| Énoncé A |
Renvoyez chaque ligne des enregistrements qui contient le mot "eagle". La casse compte.

| Texte fourni |
- - - -

Mauzac, camp Sud : prison pour femmes de 1947 à 1951

Au lendemain de la Libération, partout en France, les prisons débordent…
Les hommes et les femmes jugés et condamnés par les nombreuses cours de justice de l’Épuration viennent grossir la population pénitentiaire déjà écrouée dans les maisons d’arrêt et les maisons centrales. En 1947, le camp Sud de Mauzac (Dordogne) est spécialement affecté à la détention des femmes.

L'un des dortoirs de la prison pour femmes de Mauzac en février 1950.

Les deux dessins à la plume qui illustrent cet article représentent l’intérieur d’un baraquement de la prison pour femmes de Mauzac. Dessin de prisonnière, janvier-février 1950 © Coll. J. Tronel.

Au début du mois d’octobre 1947, le camp Sud de la prison de Mauzac est vidé de sa population masculine : 128 des détenus qui s’y trouvent sont transférés vers la Maison centrale de Fontevrault (Maine-et-Loire), 182 vers la Maison d’arrêt de Périgueux (Dordogne) et 30 vers la Maison d’arrêt de Tulle (Corrèze).

Le 22 octobre 1947, 325 femmes arrivent à Mauzac, en provenance du camp de Rouillé (situé près de Poitiers) qui vient d’être dissous. Parmi elles se trouvent 11 ex-condamnées à mort.
Le camp Sud est alors dirigé par Joseph Chaussat, sous-directeur du centre pénitentiaire de Mauzac. Du 22 octobre 1947 au 15 février 1951, 946 femmes sont incarcérées à Mauzac. Un pic est atteint le 26 février 1948, avec une population de 547 détenues.

Vue aérienne du Camp Sud de la prison pour femmes de Mauzac.

Vue aérienne de la prison pour femmes de Mauzac, camp Sud © Photo DR.

À la fin du mois de janvier 1948, 16 d’entre elles venant de Le Blanc (Indre) et de Tours sont signalées comme ayant résidé en Dordogne avant leur arrestation. Cette situation semble inquiéter le préfet de la Dordogne qui s’en ouvre au Garde des Sceaux, André Marie.

- - - -

| Données d'entrée |
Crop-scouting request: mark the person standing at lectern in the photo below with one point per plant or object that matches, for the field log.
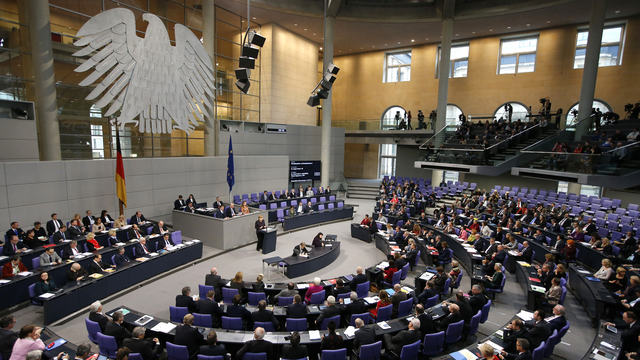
(260, 225)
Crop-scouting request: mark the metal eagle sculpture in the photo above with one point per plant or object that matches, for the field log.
(146, 77)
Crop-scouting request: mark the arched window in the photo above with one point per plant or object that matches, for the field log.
(597, 103)
(388, 120)
(520, 112)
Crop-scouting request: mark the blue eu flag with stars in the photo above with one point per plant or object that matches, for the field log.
(231, 180)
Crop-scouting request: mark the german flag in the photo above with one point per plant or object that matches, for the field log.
(120, 183)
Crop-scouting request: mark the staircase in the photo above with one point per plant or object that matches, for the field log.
(363, 188)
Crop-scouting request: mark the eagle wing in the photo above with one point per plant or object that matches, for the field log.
(112, 35)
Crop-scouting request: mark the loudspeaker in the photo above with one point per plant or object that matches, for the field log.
(243, 74)
(247, 63)
(243, 85)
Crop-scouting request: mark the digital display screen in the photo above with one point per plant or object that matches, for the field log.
(300, 171)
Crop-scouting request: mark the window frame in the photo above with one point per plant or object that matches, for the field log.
(399, 67)
(518, 37)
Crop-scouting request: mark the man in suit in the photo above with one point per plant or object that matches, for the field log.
(396, 298)
(116, 329)
(539, 329)
(209, 306)
(188, 336)
(95, 314)
(185, 300)
(631, 331)
(159, 228)
(298, 309)
(13, 247)
(365, 335)
(404, 337)
(147, 348)
(71, 251)
(257, 345)
(88, 220)
(7, 337)
(264, 315)
(54, 224)
(49, 257)
(15, 230)
(137, 219)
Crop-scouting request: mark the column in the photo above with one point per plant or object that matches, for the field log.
(443, 78)
(208, 39)
(325, 150)
(590, 71)
(43, 74)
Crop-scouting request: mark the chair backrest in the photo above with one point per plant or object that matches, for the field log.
(410, 352)
(177, 352)
(296, 324)
(433, 343)
(176, 314)
(317, 298)
(404, 308)
(93, 328)
(371, 351)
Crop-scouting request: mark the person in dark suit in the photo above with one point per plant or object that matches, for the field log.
(209, 306)
(15, 230)
(404, 337)
(294, 350)
(185, 300)
(179, 204)
(120, 257)
(147, 348)
(212, 348)
(188, 336)
(298, 309)
(54, 224)
(116, 329)
(264, 315)
(258, 345)
(95, 314)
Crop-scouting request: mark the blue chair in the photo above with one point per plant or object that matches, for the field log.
(177, 352)
(228, 294)
(266, 325)
(334, 354)
(284, 301)
(363, 290)
(93, 328)
(203, 320)
(317, 298)
(404, 308)
(432, 343)
(370, 352)
(454, 332)
(231, 323)
(325, 322)
(254, 298)
(108, 346)
(296, 324)
(176, 314)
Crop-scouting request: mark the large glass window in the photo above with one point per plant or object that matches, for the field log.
(518, 55)
(459, 62)
(398, 66)
(609, 49)
(388, 159)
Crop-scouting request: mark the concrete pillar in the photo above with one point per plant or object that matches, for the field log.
(208, 39)
(43, 71)
(590, 71)
(443, 77)
(325, 150)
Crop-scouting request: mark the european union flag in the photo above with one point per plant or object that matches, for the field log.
(230, 173)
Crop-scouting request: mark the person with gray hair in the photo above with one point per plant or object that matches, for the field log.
(149, 349)
(257, 345)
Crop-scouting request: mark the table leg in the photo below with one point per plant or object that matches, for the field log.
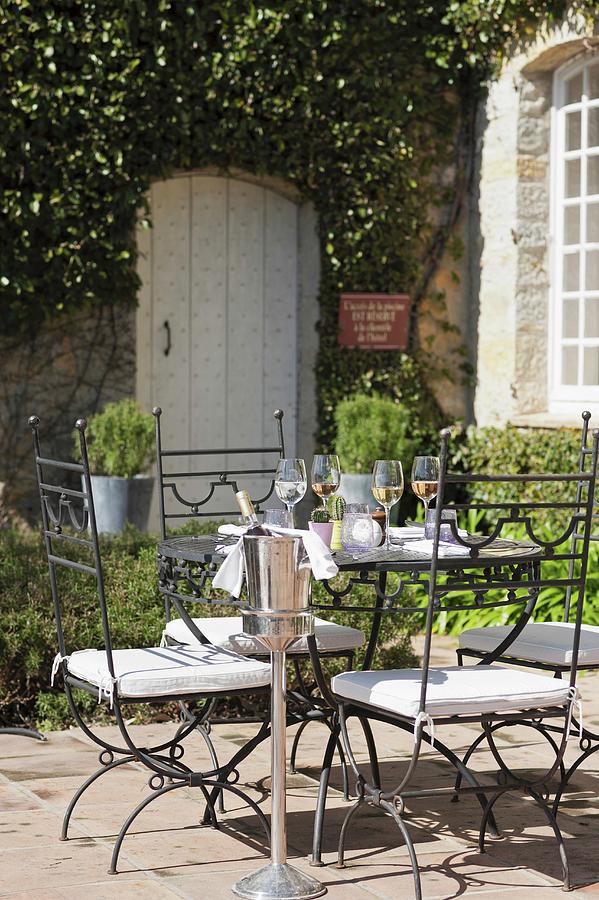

- - - -

| Énoncé B |
D'après le texte sur la prison pour femmes de Mauzac, vers quels établissements les détenus du camp Sud sont-ils transférés au début d'octobre 1947 ? Indiquez pour chacun le nombre de détenus.

| Réponse complète A |
Crop-scouting request: mark the metal eagle sculpture in the photo above with one point per plant or object that matches, for the field log.
Crop-scouting request: mark the eagle wing in the photo above with one point per plant or object that matches, for the field log.

| Réponse complète B |
- Maison centrale de Fontevrault (Maine-et-Loire) : 128 détenus
- Maison d'arrêt de Périgueux (Dordogne) : 182 détenus
- Maison d'arrêt de Tulle (Corrèze) : 30 détenus